__The task__. Exactly as given, write out the lines from the one containing "Where can the tinted" through the end of the listing, with both ends included and nothing else.

__Data shown__.
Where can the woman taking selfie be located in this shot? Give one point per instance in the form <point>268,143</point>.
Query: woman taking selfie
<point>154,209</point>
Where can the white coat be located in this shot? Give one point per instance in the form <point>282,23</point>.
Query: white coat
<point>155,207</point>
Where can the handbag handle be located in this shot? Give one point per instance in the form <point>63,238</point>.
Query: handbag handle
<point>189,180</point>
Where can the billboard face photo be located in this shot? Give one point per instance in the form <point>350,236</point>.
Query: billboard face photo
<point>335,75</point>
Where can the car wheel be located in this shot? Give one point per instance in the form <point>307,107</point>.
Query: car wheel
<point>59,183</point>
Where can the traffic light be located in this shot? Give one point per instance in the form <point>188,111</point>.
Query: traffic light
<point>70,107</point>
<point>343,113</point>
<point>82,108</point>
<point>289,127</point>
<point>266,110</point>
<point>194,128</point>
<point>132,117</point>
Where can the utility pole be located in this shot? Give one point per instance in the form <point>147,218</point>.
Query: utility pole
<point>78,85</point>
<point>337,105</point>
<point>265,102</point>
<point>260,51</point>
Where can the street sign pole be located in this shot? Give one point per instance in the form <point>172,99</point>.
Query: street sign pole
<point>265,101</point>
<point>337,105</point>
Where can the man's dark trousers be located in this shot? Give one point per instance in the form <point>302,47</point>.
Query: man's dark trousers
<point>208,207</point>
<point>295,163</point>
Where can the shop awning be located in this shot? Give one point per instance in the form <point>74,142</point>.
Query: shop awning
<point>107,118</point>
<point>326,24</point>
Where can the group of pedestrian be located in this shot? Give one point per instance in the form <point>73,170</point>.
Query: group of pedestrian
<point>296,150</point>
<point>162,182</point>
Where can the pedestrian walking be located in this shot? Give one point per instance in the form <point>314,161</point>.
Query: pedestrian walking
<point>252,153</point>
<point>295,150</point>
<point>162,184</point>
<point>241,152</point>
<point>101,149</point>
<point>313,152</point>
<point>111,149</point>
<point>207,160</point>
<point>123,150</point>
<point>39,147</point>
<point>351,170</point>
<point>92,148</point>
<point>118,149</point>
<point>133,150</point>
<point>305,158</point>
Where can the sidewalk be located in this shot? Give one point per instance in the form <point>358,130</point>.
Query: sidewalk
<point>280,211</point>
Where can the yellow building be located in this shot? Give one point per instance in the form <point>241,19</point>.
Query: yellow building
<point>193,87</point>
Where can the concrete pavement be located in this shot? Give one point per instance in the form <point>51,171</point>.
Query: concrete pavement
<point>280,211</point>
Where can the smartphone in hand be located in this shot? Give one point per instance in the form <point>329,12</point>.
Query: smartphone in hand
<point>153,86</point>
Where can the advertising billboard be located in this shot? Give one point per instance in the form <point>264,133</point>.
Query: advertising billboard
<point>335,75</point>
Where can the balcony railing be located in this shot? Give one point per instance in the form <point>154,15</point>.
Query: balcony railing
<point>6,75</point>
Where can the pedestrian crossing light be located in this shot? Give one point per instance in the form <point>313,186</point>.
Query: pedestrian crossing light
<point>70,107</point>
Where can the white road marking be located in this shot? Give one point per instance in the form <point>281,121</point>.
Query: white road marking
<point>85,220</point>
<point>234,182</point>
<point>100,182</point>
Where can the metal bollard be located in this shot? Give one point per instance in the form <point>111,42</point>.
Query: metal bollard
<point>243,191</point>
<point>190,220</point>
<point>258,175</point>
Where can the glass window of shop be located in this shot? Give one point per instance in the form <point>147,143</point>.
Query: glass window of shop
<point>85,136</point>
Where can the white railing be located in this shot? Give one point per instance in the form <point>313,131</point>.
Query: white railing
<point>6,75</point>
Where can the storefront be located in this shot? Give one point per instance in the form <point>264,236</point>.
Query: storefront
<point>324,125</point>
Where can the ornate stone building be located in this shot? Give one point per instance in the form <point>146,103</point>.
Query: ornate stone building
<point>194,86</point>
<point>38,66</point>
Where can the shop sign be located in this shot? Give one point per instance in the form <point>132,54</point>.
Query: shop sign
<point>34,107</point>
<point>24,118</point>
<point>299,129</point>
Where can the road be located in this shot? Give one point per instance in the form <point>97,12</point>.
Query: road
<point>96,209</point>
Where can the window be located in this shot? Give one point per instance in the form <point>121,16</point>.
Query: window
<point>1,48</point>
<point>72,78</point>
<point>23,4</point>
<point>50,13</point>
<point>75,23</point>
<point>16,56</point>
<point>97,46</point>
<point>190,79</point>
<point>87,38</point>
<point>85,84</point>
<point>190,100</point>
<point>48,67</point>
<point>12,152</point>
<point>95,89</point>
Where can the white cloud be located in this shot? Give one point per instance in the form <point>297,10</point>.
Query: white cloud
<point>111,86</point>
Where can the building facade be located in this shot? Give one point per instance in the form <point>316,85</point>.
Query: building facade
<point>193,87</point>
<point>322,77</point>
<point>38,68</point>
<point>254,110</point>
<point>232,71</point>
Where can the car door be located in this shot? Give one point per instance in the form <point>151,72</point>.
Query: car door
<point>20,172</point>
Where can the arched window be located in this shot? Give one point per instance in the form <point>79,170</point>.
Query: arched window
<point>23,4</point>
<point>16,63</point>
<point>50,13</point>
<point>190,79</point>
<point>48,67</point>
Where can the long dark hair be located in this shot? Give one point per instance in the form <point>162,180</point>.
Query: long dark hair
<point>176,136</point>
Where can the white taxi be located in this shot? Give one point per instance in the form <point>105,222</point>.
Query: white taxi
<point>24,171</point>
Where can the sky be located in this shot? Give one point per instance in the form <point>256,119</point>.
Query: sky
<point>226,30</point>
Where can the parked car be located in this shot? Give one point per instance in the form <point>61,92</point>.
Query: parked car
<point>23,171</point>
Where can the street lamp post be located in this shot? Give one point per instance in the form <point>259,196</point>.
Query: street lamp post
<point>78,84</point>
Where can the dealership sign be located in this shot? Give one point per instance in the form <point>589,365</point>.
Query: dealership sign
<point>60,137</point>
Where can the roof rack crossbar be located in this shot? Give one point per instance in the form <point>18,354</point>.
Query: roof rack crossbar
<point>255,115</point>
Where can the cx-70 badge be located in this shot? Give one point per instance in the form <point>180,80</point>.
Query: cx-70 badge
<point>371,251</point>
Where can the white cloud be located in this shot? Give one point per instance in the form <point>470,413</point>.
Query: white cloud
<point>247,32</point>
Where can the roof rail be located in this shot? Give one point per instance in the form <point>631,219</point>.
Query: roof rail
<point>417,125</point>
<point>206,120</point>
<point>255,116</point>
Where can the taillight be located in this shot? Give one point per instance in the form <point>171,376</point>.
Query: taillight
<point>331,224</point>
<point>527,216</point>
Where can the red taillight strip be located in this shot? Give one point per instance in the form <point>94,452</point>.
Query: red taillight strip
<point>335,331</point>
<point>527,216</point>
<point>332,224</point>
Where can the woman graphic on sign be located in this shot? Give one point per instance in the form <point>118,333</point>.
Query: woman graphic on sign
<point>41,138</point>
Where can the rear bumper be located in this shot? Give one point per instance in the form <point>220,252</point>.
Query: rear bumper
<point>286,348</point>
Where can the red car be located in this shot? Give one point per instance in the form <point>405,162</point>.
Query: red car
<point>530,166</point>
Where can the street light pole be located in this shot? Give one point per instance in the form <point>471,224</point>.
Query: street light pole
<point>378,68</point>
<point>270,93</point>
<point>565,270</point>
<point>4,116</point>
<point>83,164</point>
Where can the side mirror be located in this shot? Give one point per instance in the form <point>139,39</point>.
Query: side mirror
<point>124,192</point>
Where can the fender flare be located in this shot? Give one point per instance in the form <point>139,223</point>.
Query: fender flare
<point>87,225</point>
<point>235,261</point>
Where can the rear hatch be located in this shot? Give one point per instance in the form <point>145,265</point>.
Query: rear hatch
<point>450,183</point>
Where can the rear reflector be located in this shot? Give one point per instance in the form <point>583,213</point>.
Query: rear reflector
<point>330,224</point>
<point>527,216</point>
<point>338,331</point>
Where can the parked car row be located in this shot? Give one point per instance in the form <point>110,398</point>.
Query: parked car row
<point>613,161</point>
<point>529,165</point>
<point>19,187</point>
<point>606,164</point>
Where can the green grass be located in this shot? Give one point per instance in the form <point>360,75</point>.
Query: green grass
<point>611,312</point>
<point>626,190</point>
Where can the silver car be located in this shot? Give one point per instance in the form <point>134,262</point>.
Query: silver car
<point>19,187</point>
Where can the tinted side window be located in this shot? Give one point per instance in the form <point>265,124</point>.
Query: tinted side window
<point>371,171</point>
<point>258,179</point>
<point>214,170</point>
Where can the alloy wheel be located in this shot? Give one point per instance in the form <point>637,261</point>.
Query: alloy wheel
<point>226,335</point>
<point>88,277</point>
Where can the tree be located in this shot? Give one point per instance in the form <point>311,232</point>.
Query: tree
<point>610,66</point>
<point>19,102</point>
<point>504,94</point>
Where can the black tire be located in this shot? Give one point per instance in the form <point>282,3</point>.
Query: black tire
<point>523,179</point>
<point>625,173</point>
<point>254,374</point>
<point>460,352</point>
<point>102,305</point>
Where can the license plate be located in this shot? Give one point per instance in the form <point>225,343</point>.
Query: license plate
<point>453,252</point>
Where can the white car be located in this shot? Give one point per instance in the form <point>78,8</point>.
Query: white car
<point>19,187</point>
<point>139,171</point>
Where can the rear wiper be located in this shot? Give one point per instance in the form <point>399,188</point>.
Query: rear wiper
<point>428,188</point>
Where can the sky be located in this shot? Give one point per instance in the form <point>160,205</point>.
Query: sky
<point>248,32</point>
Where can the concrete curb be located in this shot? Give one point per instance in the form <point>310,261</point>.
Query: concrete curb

__Solution below__.
Where can the tinted side window be located in this shot? Give one point per instance in the form <point>265,124</point>.
Query: tinted side window
<point>371,171</point>
<point>258,179</point>
<point>214,170</point>
Where can the alloy wheel be located in this shot? Give one point per instance in the form <point>637,261</point>.
Query: alloy wheel
<point>226,335</point>
<point>88,277</point>
Where can the tree be located in this shot? Give one point per instance in the form <point>311,232</point>.
Query: tree
<point>610,66</point>
<point>19,102</point>
<point>504,94</point>
Where can the black tire be located in this shot? Give one point per instance in the form <point>282,3</point>.
Query: black tire
<point>523,179</point>
<point>625,173</point>
<point>254,374</point>
<point>460,352</point>
<point>102,305</point>
Where can the license plate be located in this shot? Give one point per instance in the form <point>225,343</point>.
Query: license plate
<point>453,252</point>
Where can the white car be located in this shot? Give one point per instance in the form <point>78,8</point>.
Query: white car
<point>19,187</point>
<point>139,171</point>
Where can the rear wiper be located in this shot? Give one point per instance in the form <point>399,188</point>.
Query: rear wiper
<point>428,188</point>
Where can the sky be located in this shot? Give one point per instance in the form <point>160,205</point>.
Query: sky
<point>248,32</point>
Where can the concrete curb be located in this shot? Give one point per instance in the form <point>310,261</point>.
Query: concrete curb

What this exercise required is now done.